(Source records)

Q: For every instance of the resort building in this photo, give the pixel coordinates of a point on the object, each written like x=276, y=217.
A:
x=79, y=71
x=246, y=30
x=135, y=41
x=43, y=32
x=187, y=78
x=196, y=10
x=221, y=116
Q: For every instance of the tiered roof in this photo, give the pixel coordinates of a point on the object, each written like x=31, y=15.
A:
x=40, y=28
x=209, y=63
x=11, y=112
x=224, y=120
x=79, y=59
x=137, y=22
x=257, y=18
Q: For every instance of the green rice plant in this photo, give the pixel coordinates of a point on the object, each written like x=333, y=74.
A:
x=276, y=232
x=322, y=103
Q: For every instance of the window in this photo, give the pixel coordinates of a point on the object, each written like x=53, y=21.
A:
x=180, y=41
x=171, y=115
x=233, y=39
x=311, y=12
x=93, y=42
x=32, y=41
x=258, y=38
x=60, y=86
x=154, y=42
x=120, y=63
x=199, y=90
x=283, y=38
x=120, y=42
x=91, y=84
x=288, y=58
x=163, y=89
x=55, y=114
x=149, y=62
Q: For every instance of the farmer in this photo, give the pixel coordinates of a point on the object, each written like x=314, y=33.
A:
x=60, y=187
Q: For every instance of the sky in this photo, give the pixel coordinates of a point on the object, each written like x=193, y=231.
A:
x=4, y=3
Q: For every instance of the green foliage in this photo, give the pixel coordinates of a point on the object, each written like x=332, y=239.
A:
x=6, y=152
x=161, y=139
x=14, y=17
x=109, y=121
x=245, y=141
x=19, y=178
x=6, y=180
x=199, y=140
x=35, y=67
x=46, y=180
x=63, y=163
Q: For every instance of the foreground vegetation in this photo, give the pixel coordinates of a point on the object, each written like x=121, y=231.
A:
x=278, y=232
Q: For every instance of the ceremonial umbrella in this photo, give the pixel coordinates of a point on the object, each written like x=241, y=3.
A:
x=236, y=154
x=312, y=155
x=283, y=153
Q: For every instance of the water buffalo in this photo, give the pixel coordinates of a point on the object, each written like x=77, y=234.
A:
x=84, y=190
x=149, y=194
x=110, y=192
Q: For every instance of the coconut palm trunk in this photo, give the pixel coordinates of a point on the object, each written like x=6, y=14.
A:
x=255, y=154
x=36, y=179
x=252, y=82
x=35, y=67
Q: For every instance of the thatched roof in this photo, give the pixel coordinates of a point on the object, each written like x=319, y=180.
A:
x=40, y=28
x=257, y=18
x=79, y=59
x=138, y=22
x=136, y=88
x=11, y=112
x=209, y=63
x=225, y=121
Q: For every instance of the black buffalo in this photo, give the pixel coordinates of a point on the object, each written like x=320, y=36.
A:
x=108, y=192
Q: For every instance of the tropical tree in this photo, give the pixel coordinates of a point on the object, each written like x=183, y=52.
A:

▶ [INSTRUCTIONS FOR THE TASK]:
Copy out every line of the records above verbatim, leaving nothing out.

▶ [SOLUTION BELOW]:
Q: For every instance of the resort building in this photo, give the pixel coordinates of a point on the object, each written like x=276, y=217.
A:
x=79, y=71
x=246, y=30
x=135, y=41
x=43, y=32
x=187, y=78
x=196, y=10
x=221, y=116
Q: For every instance of the tiered roof in this photo, give the pixel coordinates of a point on the object, each written like x=31, y=15.
A:
x=40, y=28
x=209, y=63
x=11, y=112
x=224, y=120
x=79, y=59
x=137, y=22
x=257, y=18
Q: For every instance of the green rice plant in this photo, give the pixel coordinates of a point on the object, each written like x=333, y=74.
A:
x=276, y=232
x=322, y=103
Q: For every instance of the window in this photo, give the pixel coordinates of a point on the object, each written like x=53, y=21.
A:
x=180, y=41
x=171, y=115
x=233, y=39
x=311, y=12
x=93, y=42
x=32, y=41
x=258, y=38
x=60, y=86
x=154, y=42
x=120, y=63
x=199, y=90
x=283, y=38
x=120, y=42
x=91, y=84
x=288, y=58
x=163, y=89
x=55, y=114
x=149, y=62
Q: For every instance of the farmer in this photo, give the pixel coordinates of a point on the object, each written like x=314, y=33.
A:
x=60, y=187
Q: For every instance of the sky in this photo, give the pixel coordinates of a point on the object, each written like x=193, y=231.
A:
x=4, y=3
Q: For every instance of the green foliage in this photo, give the pixel coordinates of a point on the object, each written like x=332, y=239.
A:
x=6, y=152
x=161, y=139
x=14, y=17
x=109, y=121
x=245, y=141
x=19, y=178
x=6, y=180
x=199, y=140
x=35, y=67
x=46, y=180
x=63, y=163
Q: For every instance of the foreground vegetation in this photo, give the pixel coordinates of a point on the object, each written like x=121, y=231.
A:
x=278, y=232
Q: For every instance of the ceremonial umbrella in this photo, give the pixel coordinates of a point on the object, each written like x=241, y=3.
A:
x=236, y=154
x=312, y=155
x=283, y=153
Q: For every instance of the water buffalo in this photo, give the pixel coordinates of a point on the object, each written like x=77, y=234.
A:
x=84, y=190
x=149, y=194
x=110, y=192
Q: For every instance of the coconut palm trunk in this photo, give the pixel coordinates of a point on the object, each written like x=6, y=14.
A:
x=255, y=154
x=36, y=179
x=252, y=82
x=35, y=67
Q: For every instance of the thatched roof in this photo, give the pixel coordinates of a point on the object, each written like x=319, y=180.
A:
x=40, y=28
x=257, y=18
x=79, y=59
x=138, y=22
x=136, y=88
x=11, y=112
x=209, y=63
x=225, y=121
Q: For every instance of the black buffalo in this photo, give the pixel coordinates of a point on the object, each written like x=320, y=36.
A:
x=108, y=192
Q: For every instance of the tropical tree in this photo, give the pixel coordinates of a point on the object, each written like x=183, y=52.
A:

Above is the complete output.